Friday, March 17, 2006

Of blood and liar - the legacy of Milosevic

Stefan wrote in my blog questioning my agenda when I posted a WSJ Opinion column on Milosevic's death and implying I am either a propagandist or a sheep "twisting" history.

I made a point to mention Milosevic's death in my blog and how he cheated his victims again when he died before justice is served to him by first hand stories of the bloody attrocities the Serbs led by Milosevic instigated and fueled the Balkan war, and meeting face-to-face with ppl who are victims or have to defend themselves and their families during the war.

Someone I know has his parents forced out of their house and made to walk thru a minefield at midnite, and by the grace of God live to tell, their house plundered and consficated by the Serbs. I also know someone whose house were bombed mercilessly and most of his childhood frens died during the war to defend themselves and their families, while he himself had to fight as a soldier during the war.. all he can show while I was there are the tombs of ppl he knew and love. Listening to Sarajevo inhabitants who were totally helpless when the hills surrounding the city were surrounded by Serb and Yugoslavian armies rolling bombs in used tyres down to a city full of helpless victims.. observing to these first hand stories I find these victims as more forgiving then if these attrocities were to happen to me and my people.

(Data items)

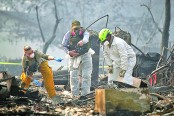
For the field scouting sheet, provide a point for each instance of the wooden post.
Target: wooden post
(121, 101)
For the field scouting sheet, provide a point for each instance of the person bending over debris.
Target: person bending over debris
(76, 45)
(33, 61)
(119, 57)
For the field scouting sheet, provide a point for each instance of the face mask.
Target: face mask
(32, 55)
(106, 43)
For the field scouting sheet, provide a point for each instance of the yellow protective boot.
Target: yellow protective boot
(25, 81)
(47, 75)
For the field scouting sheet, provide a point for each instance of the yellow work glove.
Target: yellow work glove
(122, 73)
(110, 69)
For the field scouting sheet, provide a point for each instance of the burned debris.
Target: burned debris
(151, 93)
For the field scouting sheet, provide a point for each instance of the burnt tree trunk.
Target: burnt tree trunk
(50, 40)
(165, 34)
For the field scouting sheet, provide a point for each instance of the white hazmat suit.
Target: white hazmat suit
(121, 56)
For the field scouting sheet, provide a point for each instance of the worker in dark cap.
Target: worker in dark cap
(76, 45)
(34, 61)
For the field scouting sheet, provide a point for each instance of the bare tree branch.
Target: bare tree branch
(46, 45)
(42, 35)
(152, 18)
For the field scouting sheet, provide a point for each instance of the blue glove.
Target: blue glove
(58, 59)
(37, 83)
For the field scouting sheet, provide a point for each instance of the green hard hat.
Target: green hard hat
(103, 34)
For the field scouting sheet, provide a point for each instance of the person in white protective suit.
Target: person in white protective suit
(76, 45)
(119, 56)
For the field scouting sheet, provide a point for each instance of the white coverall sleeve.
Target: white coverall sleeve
(123, 56)
(86, 37)
(108, 60)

◆ **WHAT THE TASK ASKS**
In the blog post, what were the parents of someone the author knows made to walk through at midnight?

◆ **COMPLETE ANSWER**
A minefield.